* [What is needed]:
Quote every entry below verbatim, and leave the pictures out of your answer.

── Task input

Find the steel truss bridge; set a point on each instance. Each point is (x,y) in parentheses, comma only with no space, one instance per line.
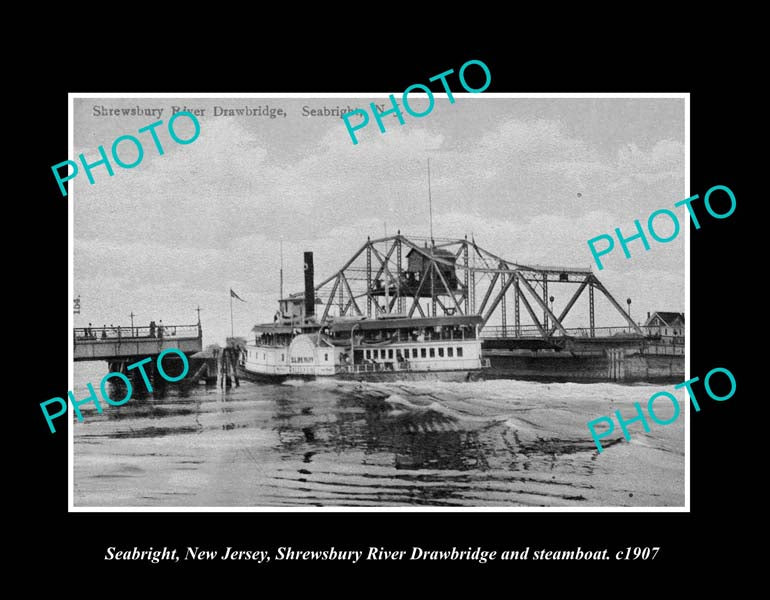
(402,276)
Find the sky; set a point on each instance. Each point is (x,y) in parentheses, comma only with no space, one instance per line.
(530,179)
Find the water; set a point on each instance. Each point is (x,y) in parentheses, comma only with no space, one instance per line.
(330,443)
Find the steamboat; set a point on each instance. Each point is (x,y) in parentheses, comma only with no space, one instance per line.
(387,346)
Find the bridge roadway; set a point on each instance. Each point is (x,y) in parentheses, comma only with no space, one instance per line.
(115,343)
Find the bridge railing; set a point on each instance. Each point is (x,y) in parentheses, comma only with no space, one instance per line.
(91,334)
(531,331)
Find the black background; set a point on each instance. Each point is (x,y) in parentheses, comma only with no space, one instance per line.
(73,545)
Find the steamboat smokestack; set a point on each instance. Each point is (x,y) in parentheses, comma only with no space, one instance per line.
(309,286)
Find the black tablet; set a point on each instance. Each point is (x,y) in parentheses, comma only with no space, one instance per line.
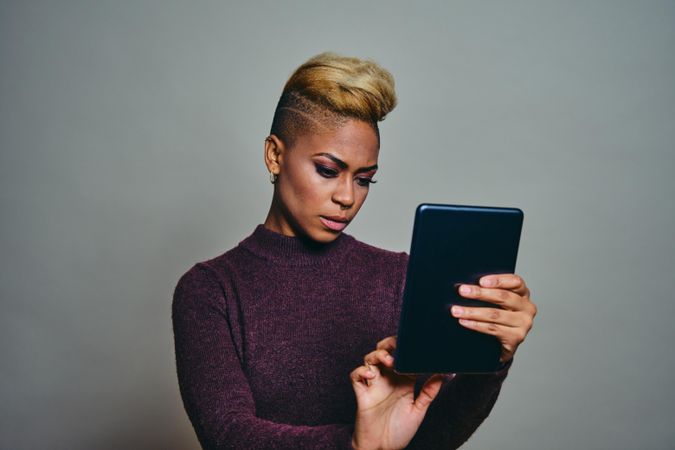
(452,245)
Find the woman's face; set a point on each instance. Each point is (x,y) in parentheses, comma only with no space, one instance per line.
(323,180)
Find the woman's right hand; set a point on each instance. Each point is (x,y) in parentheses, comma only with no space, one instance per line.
(388,414)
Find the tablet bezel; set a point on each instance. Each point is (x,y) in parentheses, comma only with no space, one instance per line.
(451,245)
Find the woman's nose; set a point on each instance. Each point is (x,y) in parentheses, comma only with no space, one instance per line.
(344,193)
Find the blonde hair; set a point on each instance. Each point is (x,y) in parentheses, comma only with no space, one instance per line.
(329,89)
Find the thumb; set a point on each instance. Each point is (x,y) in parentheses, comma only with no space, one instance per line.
(428,393)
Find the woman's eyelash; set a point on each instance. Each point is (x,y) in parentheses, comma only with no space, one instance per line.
(365,181)
(326,171)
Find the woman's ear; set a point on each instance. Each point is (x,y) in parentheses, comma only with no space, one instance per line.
(274,152)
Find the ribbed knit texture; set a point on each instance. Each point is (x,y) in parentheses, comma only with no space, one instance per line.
(267,334)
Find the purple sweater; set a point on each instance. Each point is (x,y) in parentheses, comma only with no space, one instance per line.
(267,334)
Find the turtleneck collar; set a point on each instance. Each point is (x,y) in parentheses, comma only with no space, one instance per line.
(288,250)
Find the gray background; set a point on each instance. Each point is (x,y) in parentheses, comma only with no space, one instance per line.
(131,138)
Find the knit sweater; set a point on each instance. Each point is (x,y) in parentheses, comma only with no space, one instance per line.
(267,334)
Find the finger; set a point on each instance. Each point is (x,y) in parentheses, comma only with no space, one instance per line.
(506,335)
(379,357)
(500,297)
(495,315)
(428,393)
(388,344)
(362,374)
(509,281)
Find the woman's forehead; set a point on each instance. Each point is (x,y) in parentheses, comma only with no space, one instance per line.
(355,143)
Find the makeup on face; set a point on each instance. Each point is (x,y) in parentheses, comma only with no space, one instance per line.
(330,166)
(324,179)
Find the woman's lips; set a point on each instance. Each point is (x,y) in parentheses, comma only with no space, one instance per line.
(334,223)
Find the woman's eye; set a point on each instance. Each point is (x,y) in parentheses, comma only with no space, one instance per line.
(326,172)
(365,181)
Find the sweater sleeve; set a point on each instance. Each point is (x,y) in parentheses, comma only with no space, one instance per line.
(213,386)
(463,403)
(460,407)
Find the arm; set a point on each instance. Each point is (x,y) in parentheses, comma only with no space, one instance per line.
(460,407)
(213,386)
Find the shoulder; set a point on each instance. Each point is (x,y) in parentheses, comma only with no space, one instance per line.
(370,254)
(205,279)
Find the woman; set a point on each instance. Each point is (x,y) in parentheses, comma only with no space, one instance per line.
(286,340)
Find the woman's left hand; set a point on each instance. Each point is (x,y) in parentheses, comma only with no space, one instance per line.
(509,321)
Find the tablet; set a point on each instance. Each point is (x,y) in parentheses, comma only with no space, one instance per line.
(452,245)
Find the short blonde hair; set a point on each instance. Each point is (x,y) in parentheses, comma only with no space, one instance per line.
(329,89)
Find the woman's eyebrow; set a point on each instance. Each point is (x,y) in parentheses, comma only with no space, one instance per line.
(344,165)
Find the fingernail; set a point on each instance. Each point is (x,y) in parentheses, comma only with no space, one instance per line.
(457,310)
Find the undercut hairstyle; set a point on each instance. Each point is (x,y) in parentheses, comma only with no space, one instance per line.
(327,91)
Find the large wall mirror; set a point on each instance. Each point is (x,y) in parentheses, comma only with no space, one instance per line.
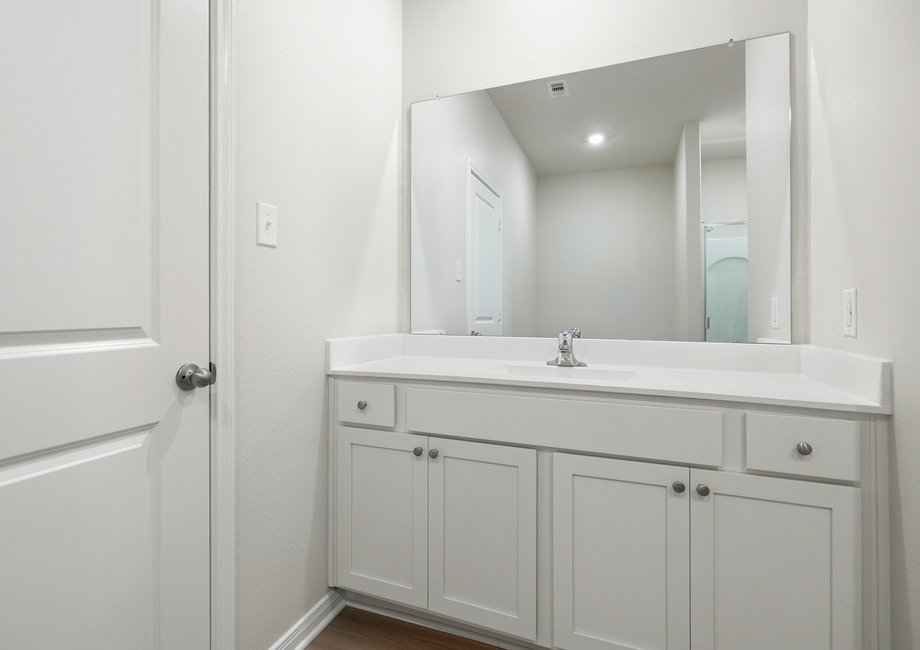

────

* [Response]:
Find the steel truss bridge; set a point on each instance. Each point is (x,y) in parentheses, comma only with no space, one instance per line.
(402,276)
Find the sky; set a point on each instance. Each point is (x,y) in parentheses, comma only with no space, one instance per line.
(530,179)
Find the water; set a point on each instance. Each point is (x,y) in parentheses, comma only with no space, one instance per line.
(330,443)
Find the steamboat; set a point on each instance. Each point is (x,y) in parentheses, comma only with no space, one instance per line.
(387,346)
Find the bridge roadway; set a point on each instance. Each point is (x,y) in parentheses, comma only with no space, one instance per line.
(115,343)
Find the bridge railing; set a point on each instance. Each point is (x,y) in parentheses, comma only with no space, one instance per line.
(91,334)
(531,331)
Find the black background; set a point on each instance. Each point is (x,y) in parentheses, comma only with no space, one instance per line.
(73,545)
Find the steamboat smokestack; set a point on each instance. Each point is (x,y) in parentheses, comma only with no space, one instance per line.
(309,286)
Find the black tablet; set a point on each instance. Each point is (x,y) in parentheses, comma only with no space, one instance per line.
(452,245)
Find the woman's face; set a point on each instance. Each point is (x,y) in parentheses, comma only with no space, one instance per line.
(323,180)
Find the woman's right hand; set a point on each instance. Each point is (x,y) in parentheses, comma only with no space, one instance per line.
(388,414)
Find the tablet bezel; set a point on each instance. Each point is (x,y) in parentheses, comma only with no space, one instance per line.
(451,245)
Find the woman's nose; set a point on each instance. Each point is (x,y) in parentheses, comma only with no space, one instance per line.
(344,193)
Find the blonde hair; set a point on each instance. Each point is (x,y) in parentheses, comma only with no space, one instance per line.
(329,89)
Find the thumb; set a point on each instance. Each point is (x,y) in parentheses, comma only with no space, one instance per line.
(428,393)
Find the woman's eyelash; set a point on each instance. Each point is (x,y) in parentheses, comma only with no space, one instance per line.
(365,181)
(326,171)
Find the woman's ear; set a point on each instance. Each point is (x,y) in parentheses, comma only with no space, one instance per line.
(274,152)
Find the ribbed knit texture; set a point on each instance. Each point is (x,y) in parentheses, comma only with no space, one instance per line.
(267,334)
Find the purple sweater; set a point on each instance. Each point is (x,y) in parentheses, comma only with no space, one instance per line.
(267,334)
Find the turtleneck collar; set a point on each instance. Each point is (x,y) in parentheses, comma only with no space, one instance per line.
(288,250)
Find the gray background; set a point on each instance. Each point is (x,y) in parentheses, comma only with no space, one instance per line.
(131,138)
Find the knit sweater; set a point on each instance. Each point is (x,y) in parentheses, comma only with no space, one instance per line.
(267,334)
Find the finger; set a point on each instance. Each point is (x,y) in parentheses, comma only with no space, one instance per line.
(506,335)
(379,357)
(500,297)
(495,315)
(428,393)
(388,344)
(362,374)
(509,281)
Find the woman's forehead; set a point on each instance. Each point is (x,y) in parentheses, comma only with no space, one instance per line.
(355,143)
Find the makeup on face; set a point on each instance. Each point is (x,y) in parentheses, comma only with no space, one instance per line.
(330,166)
(324,179)
Find the woman's lips; set a point on each instance. Each point is (x,y) in parentheses, comma only with no space, one instance per line.
(334,223)
Find the woman's eye; set a point on each instance. Each point is (x,y) in parentheses, comma only with no space, one instance per line.
(326,172)
(365,181)
Find the sweater sleeve; set a point on each instance. Each point is (x,y) in parentheses, comma only with no space, one instance per line.
(213,386)
(463,403)
(460,407)
Find the arm; set a point on each instance. Each point is (x,y) in parentheses, comma only with no space, one instance per line.
(460,407)
(213,386)
Find the shoulder; set a point on each instance. Each point is (x,y) in parentheses, comma only with no space, one instance per line.
(370,254)
(205,279)
Find the woman; set a point on each instance. Each point is (x,y) in parentheses, comma only with no space, one instance per line.
(286,340)
Find the woman's left hand; set a point on each instance. Each point is (x,y) in parentheses, comma only with no space, one instance per line.
(509,321)
Find the tablet; set a point on each instance. Each point is (x,y) in parentheses, comma only with no space, one instance per line.
(452,245)
Find the short blonde hair; set a point on each instance. Each point is (x,y) in parentheses, comma only with no space, one instance per line.
(329,89)
Find the woman's eyebrow; set a point on each instance. Each point is (x,y) in parentheses, comma only with no space, one instance per line.
(344,165)
Find the fingernail; set a point on each instance. Each point is (x,y) in parentheses, comma only with no space, one instance per line.
(457,310)
Find the undercut hairstyle; set a point on each instance. Each point is (x,y) in parentheses, comma only with no space, one instance per line.
(327,91)
Find the large wall mirror; set a point on each instance. Each point is (x,y) in parentheses, comma only with no space, one instance per line.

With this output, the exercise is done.